**** Texto de lectura ****

Esta continuidad no escapó a François Furet. A medida que avanzaba en sus trabajos, hasta su muerte prematura (1997), el historiador fue más lejos. «La cultura política que conduce al Terror —señalaba en 1978— está presente en la Revolución francesa desde el verano de 1789. La guillotina se alimenta de su predicación moral»[136]. «El repertorio político de la Revolución —subrayaba en 1988— jamás ha dejado sitio a la expresión legal del desacuerdo»[137]. «Los hombres de 1789 —añadía en 1995— amaron, proclamaron la libertad de todos los franceses y privaron a muchos de ellos del derecho al voto, y a otros del derecho a ser elegidos»[138].

Furet tuvo un papel insustituible. Pues este hombre de izquierdas, adherido al liberalismo pero jamás a la contrarrevolución, se atreve a mirar la realidad de frente, uniéndose en cierto modo al punto de vista de historiadores a los que no se quería escuchar, por haber sido etiquetados como de derechas. El Terror, explica, está unido a la Revolución —seísmo que echa brutalmente por tierra las relaciones sociales— porque procede de un proyecto explícito de ruptura con el universo anterior, cualquiera que sea su coste humano. Una reforma puede trastocar a los hombres: la Revolución los pulveriza.

En 1989, en el momento del bicentenario, los historiadores críticos con la mitología revolucionaria fueron los que llevaron la voz cantante (Chaunu, Tulard, Bluche). Desde entonces, las investigaciones no han hecho más que confirmar sus demostraciones.

En 1999, Alain Gérard publica un libro sobre la guerra de la Vendée pensada como punto focal del Terror. Analizando el concepto del hombre expresado en el discurso de los convencionales, el autor saca esta conclusión: si los vendeanos (y más allá, todos los contrarrevolucionarios o todos los oponentes al gobierno de Salvación Pública) debían ser liquidados, es porque encarnaban una sub-humanidad. «Es por principio humanitario por lo que elimino de la tierra de la Libertad a estos monstruos», afirmaba Laplanche, un representante de la Convención. Matar a la población civil era repudiar el mundo antiguo para regenerar la humanidad, con el objetivo de fabricar un hombre nuevo, digno de vivir en la nueva sociedad. Comentario de Alain Gérard: «La voluntad de liberarse de toda experiencia, de toda tradición, condena a la Revolución a ir a la deriva, y, en su momento, a la violencia integral»[139].

**** Material ****

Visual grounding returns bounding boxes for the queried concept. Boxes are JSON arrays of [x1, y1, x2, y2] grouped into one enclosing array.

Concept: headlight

****

■ **Instrucciones**
En el texto sobre la Revolución francesa, ¿de qué trata el libro que Alain Gérard publica en 1999?

■ **Respuesta**
De la guerra de la Vendée, pensada como punto focal del Terror.